Task —
Please copy the listing below line for line, with no changes.

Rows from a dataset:
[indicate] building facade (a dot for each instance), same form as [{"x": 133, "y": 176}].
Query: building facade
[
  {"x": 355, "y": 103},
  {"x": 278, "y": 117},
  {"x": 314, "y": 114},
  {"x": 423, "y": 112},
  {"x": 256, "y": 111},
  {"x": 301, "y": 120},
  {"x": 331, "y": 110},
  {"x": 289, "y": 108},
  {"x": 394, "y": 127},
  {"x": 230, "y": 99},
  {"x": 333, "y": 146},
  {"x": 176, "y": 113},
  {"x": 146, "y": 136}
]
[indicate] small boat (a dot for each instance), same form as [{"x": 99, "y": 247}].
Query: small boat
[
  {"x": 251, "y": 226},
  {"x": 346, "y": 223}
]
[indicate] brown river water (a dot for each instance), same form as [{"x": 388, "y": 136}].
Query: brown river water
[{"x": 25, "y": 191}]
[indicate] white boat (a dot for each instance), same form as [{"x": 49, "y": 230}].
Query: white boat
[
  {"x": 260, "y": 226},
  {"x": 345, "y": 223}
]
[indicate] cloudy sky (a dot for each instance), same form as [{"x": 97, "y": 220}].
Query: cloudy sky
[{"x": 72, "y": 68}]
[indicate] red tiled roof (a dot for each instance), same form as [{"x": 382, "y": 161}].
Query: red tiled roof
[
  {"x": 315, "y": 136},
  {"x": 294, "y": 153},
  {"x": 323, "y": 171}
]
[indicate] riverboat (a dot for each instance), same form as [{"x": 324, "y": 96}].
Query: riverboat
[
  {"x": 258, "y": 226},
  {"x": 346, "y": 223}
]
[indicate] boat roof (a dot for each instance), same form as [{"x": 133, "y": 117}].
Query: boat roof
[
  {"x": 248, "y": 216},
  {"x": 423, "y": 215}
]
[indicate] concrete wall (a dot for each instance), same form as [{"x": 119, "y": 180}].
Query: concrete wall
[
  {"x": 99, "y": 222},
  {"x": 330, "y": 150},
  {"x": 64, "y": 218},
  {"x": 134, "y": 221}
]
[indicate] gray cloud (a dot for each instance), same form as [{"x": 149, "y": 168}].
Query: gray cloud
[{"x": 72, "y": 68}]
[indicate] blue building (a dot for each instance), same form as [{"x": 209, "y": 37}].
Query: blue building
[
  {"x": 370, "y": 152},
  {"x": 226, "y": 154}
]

Reply —
[indicate] building facade (a dot for each instance), same form as [{"x": 133, "y": 176}].
Query: building facade
[
  {"x": 355, "y": 103},
  {"x": 278, "y": 117},
  {"x": 314, "y": 114},
  {"x": 423, "y": 112},
  {"x": 256, "y": 111},
  {"x": 301, "y": 120},
  {"x": 331, "y": 110},
  {"x": 289, "y": 108},
  {"x": 394, "y": 127},
  {"x": 230, "y": 99},
  {"x": 333, "y": 146},
  {"x": 176, "y": 113},
  {"x": 146, "y": 136}
]
[indicate] small boat (a dot for each instance), same form as [{"x": 99, "y": 247}].
Query: small boat
[
  {"x": 251, "y": 226},
  {"x": 346, "y": 223}
]
[indicate] brown river water (a dot for each instance), same form as [{"x": 388, "y": 136}].
Query: brown river water
[{"x": 25, "y": 191}]
[indicate] white boat (a dot for each instance), same form as [{"x": 49, "y": 230}].
Query: white boat
[
  {"x": 260, "y": 226},
  {"x": 345, "y": 223}
]
[indicate] cloudy sky (a dot for each instance), same form as [{"x": 97, "y": 220}].
Query: cloudy sky
[{"x": 72, "y": 68}]
[indicate] red tiled roof (a dot for each instance), same form as [{"x": 382, "y": 161}].
Query: red tiled roof
[
  {"x": 315, "y": 136},
  {"x": 294, "y": 153},
  {"x": 323, "y": 171}
]
[indicate] riverboat (a dot for each instance), same form as [{"x": 324, "y": 96}].
Query: riverboat
[
  {"x": 258, "y": 226},
  {"x": 346, "y": 223}
]
[indicate] boat roof (a dot for each instance), same form as [{"x": 133, "y": 117}].
Query: boat roof
[
  {"x": 248, "y": 216},
  {"x": 423, "y": 215}
]
[indicate] concrete wall (a dot for each instance), same form as [{"x": 119, "y": 180}].
Query: concrete wall
[
  {"x": 99, "y": 222},
  {"x": 330, "y": 150},
  {"x": 64, "y": 218},
  {"x": 134, "y": 221}
]
[indicate] gray cloud (a dot for each instance), same form as [{"x": 149, "y": 168}].
Query: gray cloud
[{"x": 72, "y": 68}]
[indicate] blue building (a dot for each instance), same form as [{"x": 209, "y": 37}].
Query: blue building
[
  {"x": 370, "y": 152},
  {"x": 226, "y": 154}
]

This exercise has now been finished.